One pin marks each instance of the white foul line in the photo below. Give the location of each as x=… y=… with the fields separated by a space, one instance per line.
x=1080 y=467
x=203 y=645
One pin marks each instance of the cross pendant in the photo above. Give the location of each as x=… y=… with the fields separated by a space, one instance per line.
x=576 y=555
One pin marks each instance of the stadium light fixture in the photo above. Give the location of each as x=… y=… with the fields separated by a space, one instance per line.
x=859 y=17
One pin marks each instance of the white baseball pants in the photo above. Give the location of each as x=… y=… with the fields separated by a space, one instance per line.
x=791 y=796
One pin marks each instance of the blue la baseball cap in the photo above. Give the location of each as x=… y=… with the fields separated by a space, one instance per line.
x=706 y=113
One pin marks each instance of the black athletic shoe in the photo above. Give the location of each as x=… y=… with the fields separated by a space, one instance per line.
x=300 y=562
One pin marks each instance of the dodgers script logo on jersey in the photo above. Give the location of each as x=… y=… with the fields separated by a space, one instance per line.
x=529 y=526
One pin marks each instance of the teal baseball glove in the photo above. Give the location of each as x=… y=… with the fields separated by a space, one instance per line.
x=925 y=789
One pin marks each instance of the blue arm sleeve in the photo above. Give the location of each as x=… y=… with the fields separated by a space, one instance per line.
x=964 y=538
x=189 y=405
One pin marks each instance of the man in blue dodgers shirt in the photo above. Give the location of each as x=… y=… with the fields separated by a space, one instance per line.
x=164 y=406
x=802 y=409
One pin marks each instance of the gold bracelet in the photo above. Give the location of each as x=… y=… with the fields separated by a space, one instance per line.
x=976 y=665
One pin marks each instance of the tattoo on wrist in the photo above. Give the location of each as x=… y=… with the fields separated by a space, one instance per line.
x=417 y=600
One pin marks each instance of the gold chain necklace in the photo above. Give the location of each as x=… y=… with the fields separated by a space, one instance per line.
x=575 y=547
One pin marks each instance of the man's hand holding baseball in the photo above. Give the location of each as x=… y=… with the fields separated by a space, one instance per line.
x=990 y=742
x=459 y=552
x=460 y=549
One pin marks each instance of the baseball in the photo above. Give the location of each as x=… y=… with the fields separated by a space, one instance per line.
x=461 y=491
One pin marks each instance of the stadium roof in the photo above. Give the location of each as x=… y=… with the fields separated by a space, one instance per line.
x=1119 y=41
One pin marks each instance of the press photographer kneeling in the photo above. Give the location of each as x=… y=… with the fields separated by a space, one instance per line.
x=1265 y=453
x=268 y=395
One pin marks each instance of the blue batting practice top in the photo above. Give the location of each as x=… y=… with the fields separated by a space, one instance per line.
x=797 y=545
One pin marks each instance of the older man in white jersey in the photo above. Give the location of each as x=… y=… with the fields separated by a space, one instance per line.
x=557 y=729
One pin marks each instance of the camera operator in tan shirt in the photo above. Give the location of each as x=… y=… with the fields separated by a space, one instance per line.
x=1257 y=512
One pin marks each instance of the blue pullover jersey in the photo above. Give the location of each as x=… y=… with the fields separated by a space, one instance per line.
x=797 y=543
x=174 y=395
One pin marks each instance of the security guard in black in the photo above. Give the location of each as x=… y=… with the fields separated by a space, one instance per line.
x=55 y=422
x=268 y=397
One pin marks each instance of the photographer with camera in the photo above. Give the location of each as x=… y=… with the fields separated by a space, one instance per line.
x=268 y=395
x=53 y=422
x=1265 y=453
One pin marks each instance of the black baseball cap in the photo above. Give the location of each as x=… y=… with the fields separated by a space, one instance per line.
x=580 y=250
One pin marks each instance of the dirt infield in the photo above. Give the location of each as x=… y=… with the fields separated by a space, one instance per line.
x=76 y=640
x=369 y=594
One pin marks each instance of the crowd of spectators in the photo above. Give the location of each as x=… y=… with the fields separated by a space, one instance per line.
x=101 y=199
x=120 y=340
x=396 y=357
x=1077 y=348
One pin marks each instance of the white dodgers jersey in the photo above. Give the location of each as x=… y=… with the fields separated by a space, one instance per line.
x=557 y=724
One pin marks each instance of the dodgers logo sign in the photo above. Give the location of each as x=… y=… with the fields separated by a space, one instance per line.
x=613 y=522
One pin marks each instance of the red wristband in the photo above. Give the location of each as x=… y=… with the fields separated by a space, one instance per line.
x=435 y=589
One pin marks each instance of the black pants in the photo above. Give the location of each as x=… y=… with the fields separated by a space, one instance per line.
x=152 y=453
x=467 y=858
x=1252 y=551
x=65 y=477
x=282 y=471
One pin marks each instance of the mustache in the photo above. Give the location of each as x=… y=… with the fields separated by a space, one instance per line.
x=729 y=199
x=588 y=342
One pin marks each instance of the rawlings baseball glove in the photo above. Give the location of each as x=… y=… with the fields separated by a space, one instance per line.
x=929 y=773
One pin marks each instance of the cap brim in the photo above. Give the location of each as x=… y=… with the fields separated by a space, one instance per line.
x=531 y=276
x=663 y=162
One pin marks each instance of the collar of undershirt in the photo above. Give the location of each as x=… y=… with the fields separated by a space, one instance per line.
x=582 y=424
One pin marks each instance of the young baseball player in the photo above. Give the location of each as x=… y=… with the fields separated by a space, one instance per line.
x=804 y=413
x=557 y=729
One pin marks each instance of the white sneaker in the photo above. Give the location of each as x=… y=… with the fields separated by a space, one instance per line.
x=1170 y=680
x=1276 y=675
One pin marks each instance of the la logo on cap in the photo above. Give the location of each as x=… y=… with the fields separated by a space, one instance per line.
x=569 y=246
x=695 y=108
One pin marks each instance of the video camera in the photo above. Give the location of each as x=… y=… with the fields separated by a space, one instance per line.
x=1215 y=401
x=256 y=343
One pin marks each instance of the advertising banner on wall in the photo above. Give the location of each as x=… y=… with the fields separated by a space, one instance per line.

----------

Problem to work on: Render all the lines above as a Markdown table with two columns, Row and Text. Put a row number in Row and the line in Text, and leave out blank lines.

Response below:
| Row | Text |
|---|---|
| 1 | One pin marks each instance of the white foul line in the photo below. Give the location of each as x=… y=… with the fields separated by a space, one instance per line. |
| 2 | x=1080 y=467 |
| 3 | x=203 y=645 |
| 4 | One pin marks each instance of the cross pendant in the photo above. Give the location of each as x=… y=… with the fields separated by a space, one instance per line. |
| 5 | x=576 y=555 |
| 6 | One pin marks each instance of the stadium light fixture in the photo above. Give the location of each as x=… y=… with the fields separated by a space, one instance per line. |
| 7 | x=859 y=17 |
| 8 | One pin marks each instance of the white baseball pants in the photo above. Give the location of each as x=… y=… with the fields separated by a space, one instance per line. |
| 9 | x=791 y=796 |
| 10 | One pin marks each instance of the blue la baseball cap in the photo above. Give the location of each as x=… y=… with the fields separated by a space, one instance per line. |
| 11 | x=706 y=113 |
| 12 | One pin marks each instance of the black athletic shoe in the photo above. Give the location of each as x=… y=… with the fields separated by a space, one instance per line. |
| 13 | x=300 y=562 |
| 14 | One pin marks each instance of the dodgers script logo on jersey in the photo above. Give the location of each as x=… y=… with the fields separated by a space, one instance per line. |
| 15 | x=529 y=526 |
| 16 | One pin marks each instance of the teal baseball glove in the photo above. Give the location of each as x=… y=… with the fields separated by a space, one instance per line. |
| 17 | x=925 y=789 |
| 18 | One pin marks each instance of the blue arm sleeve in the photo above. Give the location of each as x=… y=… with the fields separated by a space, one instance per line. |
| 19 | x=964 y=538 |
| 20 | x=189 y=405 |
| 21 | One pin marks each instance of the man in blue dodgers shirt in the photo above. Give the location of each as x=… y=… with the fields separated by a space, one instance per line. |
| 22 | x=164 y=406 |
| 23 | x=802 y=409 |
| 24 | One pin marks each instance of the gold bracelet in the photo above. Give the location of each as x=… y=… with the fields separated by a space, one instance per line. |
| 25 | x=976 y=665 |
| 26 | One pin marks each instance of the tattoo on wrist in the photo above. Give the location of each as x=… y=… with the fields separated by a space, one instance per line. |
| 27 | x=417 y=600 |
| 28 | One pin marks each instance of the gold chain necklace in the photo above. Give the location of each as x=… y=… with the fields separated by a space, one instance per line. |
| 29 | x=575 y=547 |
| 30 | One pin marks each instance of the man's hand holding baseball in the photo above. Give the location of each as x=… y=… with the fields separated by a space, one instance per line. |
| 31 | x=990 y=742 |
| 32 | x=459 y=552 |
| 33 | x=460 y=549 |
| 34 | One pin marks each instance of the baseball in the photo above. Give the location of each as x=… y=… with the fields separated by a space, one instance per line. |
| 35 | x=461 y=491 |
| 36 | One pin marks each instance of the stadium roof in the photo above. Give the location of each as x=… y=… with the fields separated by a space, one instance per line. |
| 37 | x=1119 y=41 |
| 38 | One pin marks each instance of the press photographer kneeling in the photo above. Give the location of each as x=… y=… with the fields separated by a space, one instance per line. |
| 39 | x=1265 y=453 |
| 40 | x=268 y=395 |
| 41 | One pin marks each instance of the blue batting practice top in the photo above. Give the location of each as x=… y=… with the fields separated by a space, one instance per line. |
| 42 | x=797 y=545 |
| 43 | One pin marks each instance of the older man in white jersey in the photo above. Give the location of each as x=… y=… with the fields separated by a space, one instance per line. |
| 44 | x=557 y=729 |
| 45 | One pin marks each instance of the camera operator in tan shirt in the photo above. Give the location of each as x=… y=… with the fields separated by a space, one instance per line. |
| 46 | x=1257 y=512 |
| 47 | One pin marks each instance of the blue pullover jersey in the photo above. Give the location of each as x=… y=… with the fields separated by a space, one instance per line. |
| 48 | x=797 y=543 |
| 49 | x=174 y=395 |
| 50 | One pin marks each instance of the security guard in black in the photo above. Give the location of each as x=… y=… with the fields separated by a space, one instance per line. |
| 51 | x=55 y=422 |
| 52 | x=268 y=397 |
| 53 | One pin marks each instance of the photographer with camera in the photo above. Give the location of each as x=… y=… with the fields separated by a space, one instance per line. |
| 54 | x=268 y=395 |
| 55 | x=53 y=422 |
| 56 | x=1265 y=453 |
| 57 | One pin marks each instance of the black baseball cap in the photo above. Give the location of each as x=… y=… with the fields separated by a space, one instance per line. |
| 58 | x=580 y=250 |
| 59 | One pin marks each instance of the dirt infield in the photo above. Give the location of each as x=… y=… with the fields separated by a space, one instance per line. |
| 60 | x=76 y=640 |
| 61 | x=369 y=594 |
| 62 | One pin marks each instance of the crowd of spectators in the photo above. Give the location of each as x=… y=… with the fields separated by a space, one instance per line. |
| 63 | x=101 y=199 |
| 64 | x=120 y=340 |
| 65 | x=396 y=357 |
| 66 | x=1077 y=348 |
| 67 | One pin marks each instance of the white dodgers jersey in the photo above. Give the location of each as x=… y=… with the fields separated by a space, one instance per line. |
| 68 | x=557 y=724 |
| 69 | One pin marks each instance of the dodgers logo sign in the photo above. Give the location of each as x=… y=… with the fields separated by a space, one instance per line. |
| 70 | x=613 y=522 |
| 71 | One pin marks each instance of the red wristband in the photo above. Give the location of each as x=… y=… with the fields separated by a space, one instance per line. |
| 72 | x=435 y=589 |
| 73 | One pin marks each instance of the black pants in the photo above. Give the location of each as x=… y=… with the fields separated by a space, one instance per line. |
| 74 | x=152 y=453 |
| 75 | x=467 y=858 |
| 76 | x=1252 y=551 |
| 77 | x=65 y=477 |
| 78 | x=282 y=471 |
| 79 | One pin marks each instance of the mustache in the photo above. Give the location of each as x=… y=… with the fields separated by a space, one instance per line. |
| 80 | x=729 y=199 |
| 81 | x=588 y=342 |
| 82 | One pin marks each instance of the rawlings baseball glove in the photo above. Give the location of each as x=… y=… with the fields separated by a space, one instance per line. |
| 83 | x=929 y=773 |
| 84 | One pin marks each instance of the cap brim in the photo above. Give the location of each as x=… y=… with the fields separated by a space, one instance per line. |
| 85 | x=531 y=276 |
| 86 | x=663 y=162 |
| 87 | One pin marks each instance of the collar of undershirt in the photo above. Give the location of each as x=… y=… with the fields separated by a space, one instance per line. |
| 88 | x=582 y=424 |
| 89 | One pin marks each instance of the young baseball player in the photo above. Give the location of each as x=… y=… with the fields separated by a space, one instance per line. |
| 90 | x=804 y=413 |
| 91 | x=557 y=729 |
| 92 | One pin marks each instance of the white sneaker in the photo above. Give the location of each as x=… y=… with the fields separated by a space, one instance per line. |
| 93 | x=1170 y=680 |
| 94 | x=1276 y=675 |
| 95 | One pin marks each instance of the la logo on cap in the photo above. Give the location of each as x=… y=… with the fields separated by a space, one instance per line. |
| 96 | x=569 y=246 |
| 97 | x=695 y=108 |
| 98 | One pin marks each instance of the video camera in the photo above. Give the location of each as x=… y=… with the fields separated by a space, one instance per line. |
| 99 | x=1215 y=401 |
| 100 | x=256 y=343 |
| 101 | One pin marks each instance of the advertising banner on wall in the photo above. Give the location of each as x=… y=… with the fields separated by a space, one instance per line. |